> Exercise passage:
::::

Nor is the Japanese investment in the US at all comparable to the Big Three’s, even setting aside the nearly million retired Americans who depend on the Big Three for their retirement benefits and health care.  General Motors alone employs more Americans than all the foreign automakers put together, and Ford runs nearly as many assembly lines in the United States as do Toyota, Honda, Nissan, Hyundai, and VW put together.  The Big Three buy 80% of the car parts manufactured in the United States, and their cars average 79% domestic content, compared to 35% domestic content for foreign cars sold here.  And the Big Three employ the vast bulk of their engineers, designers, and managers in the United States, unlike their foreign competitors, which keep most such work in Japan or Germany, which is also where the profits they make from selling cars here wind up.  In fact, the Big Three spend more each year in America on R & D than does the pharmaceutical industry, employing 65,000 skilled workers on research and development in Michigan alone.

::::

> Description of the task: According to the passage on the Big Three automakers, what share of the car parts manufactured in the United States do the Big Three buy? Base your answers on the passage alone.

Dataset items
::::

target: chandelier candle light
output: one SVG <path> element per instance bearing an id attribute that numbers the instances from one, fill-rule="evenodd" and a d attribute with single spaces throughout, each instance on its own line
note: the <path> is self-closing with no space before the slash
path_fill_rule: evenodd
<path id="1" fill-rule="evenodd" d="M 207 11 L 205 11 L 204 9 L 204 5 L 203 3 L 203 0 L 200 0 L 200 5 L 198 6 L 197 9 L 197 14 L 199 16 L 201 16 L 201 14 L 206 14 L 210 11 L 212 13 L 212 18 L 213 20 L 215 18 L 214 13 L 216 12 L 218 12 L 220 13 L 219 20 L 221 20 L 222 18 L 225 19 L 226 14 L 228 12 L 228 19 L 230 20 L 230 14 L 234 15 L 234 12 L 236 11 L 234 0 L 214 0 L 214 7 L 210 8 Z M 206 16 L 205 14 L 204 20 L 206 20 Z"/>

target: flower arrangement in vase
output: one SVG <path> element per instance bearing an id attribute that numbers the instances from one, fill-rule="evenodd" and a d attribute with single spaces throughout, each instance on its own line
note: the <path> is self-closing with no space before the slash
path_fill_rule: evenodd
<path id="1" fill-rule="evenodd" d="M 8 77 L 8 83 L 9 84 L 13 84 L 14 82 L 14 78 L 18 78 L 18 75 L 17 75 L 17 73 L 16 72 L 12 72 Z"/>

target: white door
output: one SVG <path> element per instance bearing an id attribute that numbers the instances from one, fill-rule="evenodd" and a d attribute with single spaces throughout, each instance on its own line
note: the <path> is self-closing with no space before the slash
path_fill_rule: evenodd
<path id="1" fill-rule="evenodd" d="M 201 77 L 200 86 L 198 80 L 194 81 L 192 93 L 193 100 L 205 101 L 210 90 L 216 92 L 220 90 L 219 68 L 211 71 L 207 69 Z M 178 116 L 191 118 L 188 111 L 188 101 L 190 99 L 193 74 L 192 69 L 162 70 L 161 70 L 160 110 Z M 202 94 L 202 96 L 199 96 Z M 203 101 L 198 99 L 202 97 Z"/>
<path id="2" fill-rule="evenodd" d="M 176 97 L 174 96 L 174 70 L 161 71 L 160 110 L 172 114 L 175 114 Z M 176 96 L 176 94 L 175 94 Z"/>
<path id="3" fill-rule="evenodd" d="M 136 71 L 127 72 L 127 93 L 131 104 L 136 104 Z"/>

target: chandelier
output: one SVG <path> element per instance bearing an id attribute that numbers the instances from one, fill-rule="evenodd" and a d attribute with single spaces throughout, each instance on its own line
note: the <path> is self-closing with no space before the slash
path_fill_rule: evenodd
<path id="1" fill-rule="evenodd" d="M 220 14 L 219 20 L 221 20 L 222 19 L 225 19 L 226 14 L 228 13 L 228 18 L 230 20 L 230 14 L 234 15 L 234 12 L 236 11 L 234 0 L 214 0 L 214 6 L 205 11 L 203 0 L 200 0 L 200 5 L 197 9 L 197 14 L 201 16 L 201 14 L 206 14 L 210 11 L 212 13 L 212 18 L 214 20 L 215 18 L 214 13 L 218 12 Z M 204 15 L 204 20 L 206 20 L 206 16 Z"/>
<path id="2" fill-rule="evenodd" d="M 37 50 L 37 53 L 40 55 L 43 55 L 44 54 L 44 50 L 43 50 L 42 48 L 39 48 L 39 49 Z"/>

::::

> Task response: 80%